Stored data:
- - -

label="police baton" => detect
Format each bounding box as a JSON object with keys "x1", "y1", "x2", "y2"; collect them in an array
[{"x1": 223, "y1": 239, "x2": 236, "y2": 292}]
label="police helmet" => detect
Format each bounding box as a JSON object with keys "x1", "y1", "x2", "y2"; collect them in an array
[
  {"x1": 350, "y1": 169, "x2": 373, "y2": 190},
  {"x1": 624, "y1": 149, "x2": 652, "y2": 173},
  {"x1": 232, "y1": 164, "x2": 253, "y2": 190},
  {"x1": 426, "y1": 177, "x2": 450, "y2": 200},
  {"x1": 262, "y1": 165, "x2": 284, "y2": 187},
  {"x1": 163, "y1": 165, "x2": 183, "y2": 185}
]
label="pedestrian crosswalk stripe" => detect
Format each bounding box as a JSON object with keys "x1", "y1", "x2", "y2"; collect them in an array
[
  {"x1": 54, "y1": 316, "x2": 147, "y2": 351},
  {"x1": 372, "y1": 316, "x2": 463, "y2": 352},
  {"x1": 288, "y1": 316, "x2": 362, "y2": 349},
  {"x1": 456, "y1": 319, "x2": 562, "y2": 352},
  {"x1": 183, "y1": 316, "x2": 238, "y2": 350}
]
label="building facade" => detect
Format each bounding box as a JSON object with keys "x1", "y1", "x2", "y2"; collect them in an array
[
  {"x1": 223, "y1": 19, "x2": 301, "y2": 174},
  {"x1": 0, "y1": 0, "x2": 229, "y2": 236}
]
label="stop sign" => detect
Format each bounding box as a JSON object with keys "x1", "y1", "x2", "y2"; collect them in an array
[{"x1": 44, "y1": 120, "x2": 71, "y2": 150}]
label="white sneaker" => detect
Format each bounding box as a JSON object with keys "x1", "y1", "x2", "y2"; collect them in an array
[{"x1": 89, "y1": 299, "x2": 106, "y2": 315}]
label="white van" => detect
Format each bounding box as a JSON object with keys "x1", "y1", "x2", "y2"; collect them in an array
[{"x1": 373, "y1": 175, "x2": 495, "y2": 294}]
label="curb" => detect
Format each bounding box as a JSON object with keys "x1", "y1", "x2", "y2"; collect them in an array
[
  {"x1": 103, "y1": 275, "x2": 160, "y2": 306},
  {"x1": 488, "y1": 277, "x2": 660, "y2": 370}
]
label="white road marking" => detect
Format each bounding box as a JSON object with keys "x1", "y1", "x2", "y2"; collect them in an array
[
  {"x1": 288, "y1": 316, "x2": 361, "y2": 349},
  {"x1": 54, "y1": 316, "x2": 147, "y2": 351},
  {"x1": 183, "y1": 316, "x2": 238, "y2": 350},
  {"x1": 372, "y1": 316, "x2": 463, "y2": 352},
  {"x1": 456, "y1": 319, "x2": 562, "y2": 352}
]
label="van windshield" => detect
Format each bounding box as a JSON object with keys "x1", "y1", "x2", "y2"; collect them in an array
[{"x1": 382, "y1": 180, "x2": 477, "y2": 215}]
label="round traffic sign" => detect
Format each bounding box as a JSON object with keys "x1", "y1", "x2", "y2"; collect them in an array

- - -

▶ _Task description_: For each line above that includes "sign", copy the line.

▶ _Worked solution_:
label="stop sign" => detect
label="round traffic sign" => detect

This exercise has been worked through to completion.